> **Provided text**:
__________________________________________________

The two projects where learners stall longest: Project 8 (SPI slave DMA timing) and Project 11 (TF tree + covariance). Budget double time for both.


7. Tools to Master (Commands)

STM32 / Zephyr Shell

west build -b nucleo_h743zi2 .
west flash
west debug
# Inside Zephyr shell (minicom -b 115200 /dev/ttyACM0):
kernel threads          # see all threads + state
kernel stacks           # check stack usage (detect overflow)
device list             # verify all peripherals initialized

Logic Analyzer (Saleae Logic 2)

Trigger: CS falling edge
Decoders: SPI (CPOL=0, CPHA=0, CS active-low), I2C, CAN, UART
Channels: CH0=CLK, CH1=MOSI, CH2=MISO, CH3=CS
Verify: decoded bytes match expected values; no gaps in CS timing

Jetson RT Setup

sudo nvpmodel -m 0 && sudo jetson_clocks      # max clocks
sudo systemctl disable irqbalance             # pin IRQs to cores
sudo cyclictest -m -sp99 -t4 -l100000         # measure RT latency baseline
chrt -f 90 taskset -c 3 ./spi_reader          # SCHED_FIFO + CPU pin

Jetson Diagnostics

sudo strace -T -e trace=ioctl ./spi_bridge     # ioctl wall time
tegrastats --interval 100                      # thermal + CPU freq
cat /proc/interrupts | grep spi               # which CPU handles SPI IRQ
sudo spidev_test -D /dev/spidev0.0 -s 10000000 # hardware validation

ROS2 Health Checks

ros2 topic hz /imu                            # actual publish rate
ros2 topic delay /imu                         # end-to-end latency
ros2 topic info -v /imu                       # full QoS for all connections
ros2 run tf2_tools view_frames && evince frames.pdf   # TF tree

8. Parallel Tracks (Do These in Parallel While Hardware Ships)

While waiting for hardware to arrive:

Track A — nanopb on host Linux
Define your .proto schema. Run nanopb_generator.py. Write a pure-C program on Linux that encodes and decodes a complete message. Verify round-trip. Find the worst-case stream.bytes_written. Add a payload_length field now. This is Project 7 minus the STM32.

Track B — ROS2 on host Linux
Install ROS2 Humble/Iron. Write a publisher node that publishes sensor_msgs/Imu with a static value. Verify with ros2 topic echo. Install robot_localization. Read its config format. Build the TF tree on paper. None of this needs Jetson hardware.

Track C — Read These Specifically
- STM32H7 reference manual: Chapter on DMA (MDMA, DMA2), cache-coherent memory regions, DMA buffer alignment requirements
- ICM-42688-P datasheet: Register map chapter (not just WHO_AM_I — read the FIFO Config and Power Management registers)
- Linux kernel docs: Documentation/spi/spidev.rst (the complete spi_ioc_transfer struct reference)

__________________________________________________

Collected data entries
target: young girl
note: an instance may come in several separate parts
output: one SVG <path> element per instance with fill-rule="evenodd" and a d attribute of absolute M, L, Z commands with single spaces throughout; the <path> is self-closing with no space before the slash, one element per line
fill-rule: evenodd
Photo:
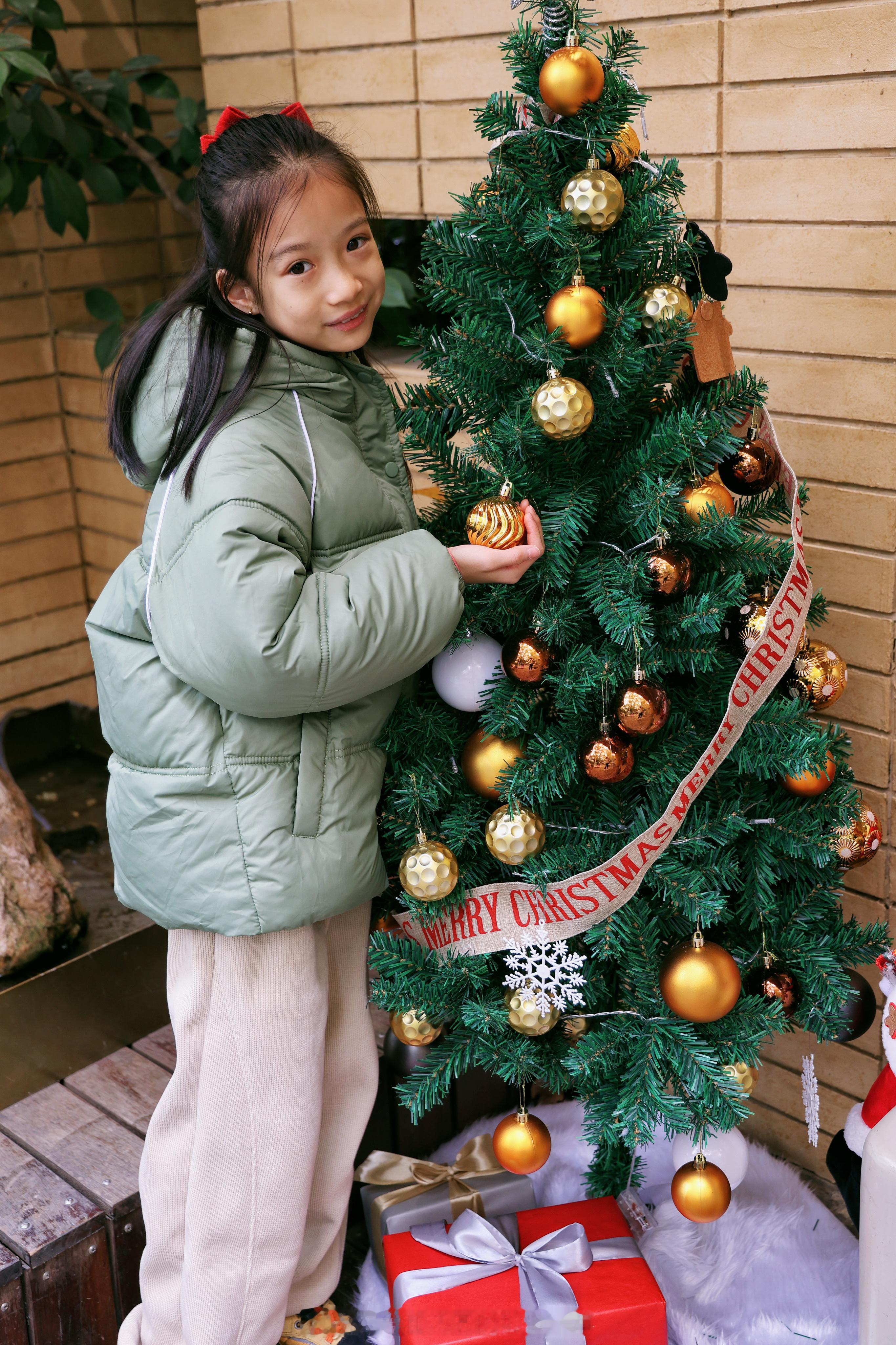
<path fill-rule="evenodd" d="M 121 1345 L 302 1340 L 336 1287 L 377 1080 L 376 740 L 463 581 L 516 582 L 544 549 L 528 506 L 506 551 L 416 526 L 355 354 L 384 289 L 360 164 L 301 105 L 203 139 L 201 260 L 114 375 L 142 545 L 87 623 L 116 890 L 171 931 L 177 1044 Z"/>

__________________________________________________

> **Prompt 1**: According to the tooling guide, which two projects should be given double time?
> **Prompt 2**: Please pick up the tooling guide after its final line and keep writing it.

> **Response area 1**: Project 8 (SPI slave DMA timing) and Project 11 (TF tree + covariance).

> **Response area 2**:
- ROS2 QoS docs: Reliability + Durability combinations and what happens at subscriber-publisher QoS mismatch


9. The 5 Questions That Prevent False Debugging

Before spending more than 30 minutes on a bug, answer these:

  1. “Is the hardware actually doing what I think?” → Probe it. Logic analyzer first, scope if that’s inconclusive.
  2. “Are all GNDs connected?” → Measure with multimeter. This wastes an entire day at least once for every learner.
  3. “Which end is broken — sender or receiver?” → Have the sender output a known pattern (0xAA, 0x55). Verify on the other side before adding any real logic.
  4. “Is cache involved?” → On STM32H7: always suspect D-cache for any DMA corruption. On Jetson: suspect page faults for RT latency spikes.
  5. “Is the thread priority correct?” → Both Zephyr and Linux have inverted priority semantics from each other. Draw the priority stack on paper.

10. How You Know You’re Done

STM32 side complete when: - Logic analyzer shows 100 clean SPI frames/second with no gaps or corrupt bytes - Frame rate deviation < 0.5% over 10,000 consecutive frames - IMU, CAN encoder, and GPS data all present in decoded protobuf - Intentionally disconnect any sensor mid-run: firmware recovers without hanging - Stack usage under all-sensors-live is < 80% (verified with kernel stacks)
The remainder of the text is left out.